* Begin *

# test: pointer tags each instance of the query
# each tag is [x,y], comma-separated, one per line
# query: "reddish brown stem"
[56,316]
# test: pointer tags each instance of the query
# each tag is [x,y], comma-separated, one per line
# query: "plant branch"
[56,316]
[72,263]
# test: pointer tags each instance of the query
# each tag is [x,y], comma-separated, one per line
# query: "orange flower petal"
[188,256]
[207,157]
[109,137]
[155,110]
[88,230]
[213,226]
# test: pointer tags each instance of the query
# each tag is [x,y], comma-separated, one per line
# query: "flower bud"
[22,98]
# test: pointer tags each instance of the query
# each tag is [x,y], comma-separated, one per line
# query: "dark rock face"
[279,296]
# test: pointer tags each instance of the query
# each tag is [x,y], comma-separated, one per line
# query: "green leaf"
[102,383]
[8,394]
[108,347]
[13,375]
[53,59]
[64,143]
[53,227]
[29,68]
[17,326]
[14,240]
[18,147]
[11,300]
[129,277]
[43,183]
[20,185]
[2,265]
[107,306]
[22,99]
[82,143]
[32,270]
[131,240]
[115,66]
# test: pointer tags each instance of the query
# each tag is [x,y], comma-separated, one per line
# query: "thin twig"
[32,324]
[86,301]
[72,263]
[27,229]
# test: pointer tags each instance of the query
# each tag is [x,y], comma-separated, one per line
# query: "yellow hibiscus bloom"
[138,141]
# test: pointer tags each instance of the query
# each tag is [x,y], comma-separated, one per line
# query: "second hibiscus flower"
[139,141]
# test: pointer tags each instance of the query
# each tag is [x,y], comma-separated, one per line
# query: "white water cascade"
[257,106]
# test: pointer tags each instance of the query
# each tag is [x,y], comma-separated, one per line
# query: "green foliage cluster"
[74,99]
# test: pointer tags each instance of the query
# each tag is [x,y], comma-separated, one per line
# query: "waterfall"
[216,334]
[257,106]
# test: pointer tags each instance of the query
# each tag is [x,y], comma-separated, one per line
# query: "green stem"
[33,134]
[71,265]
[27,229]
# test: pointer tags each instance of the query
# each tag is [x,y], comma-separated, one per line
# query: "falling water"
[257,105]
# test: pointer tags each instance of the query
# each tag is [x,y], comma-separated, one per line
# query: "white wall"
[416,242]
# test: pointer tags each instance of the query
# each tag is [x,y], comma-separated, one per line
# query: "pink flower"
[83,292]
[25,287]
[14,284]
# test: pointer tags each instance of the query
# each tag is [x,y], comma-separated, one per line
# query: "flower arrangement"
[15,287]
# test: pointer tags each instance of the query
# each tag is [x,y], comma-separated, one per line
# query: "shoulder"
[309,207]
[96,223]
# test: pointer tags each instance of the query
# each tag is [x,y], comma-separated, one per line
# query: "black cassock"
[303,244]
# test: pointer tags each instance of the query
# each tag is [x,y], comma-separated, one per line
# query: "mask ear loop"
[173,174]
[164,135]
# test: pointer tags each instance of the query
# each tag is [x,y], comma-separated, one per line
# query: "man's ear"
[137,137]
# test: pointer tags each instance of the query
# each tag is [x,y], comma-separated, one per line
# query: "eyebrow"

* End *

*Exercise*:
Report every line in the material above that contains the word "flower", copying each line in full.

*Complete output*:
# query: "orange flower petal"
# query: "flower bud"
# query: "second hibiscus flower"
# query: "pink flower"
# query: "flower arrangement"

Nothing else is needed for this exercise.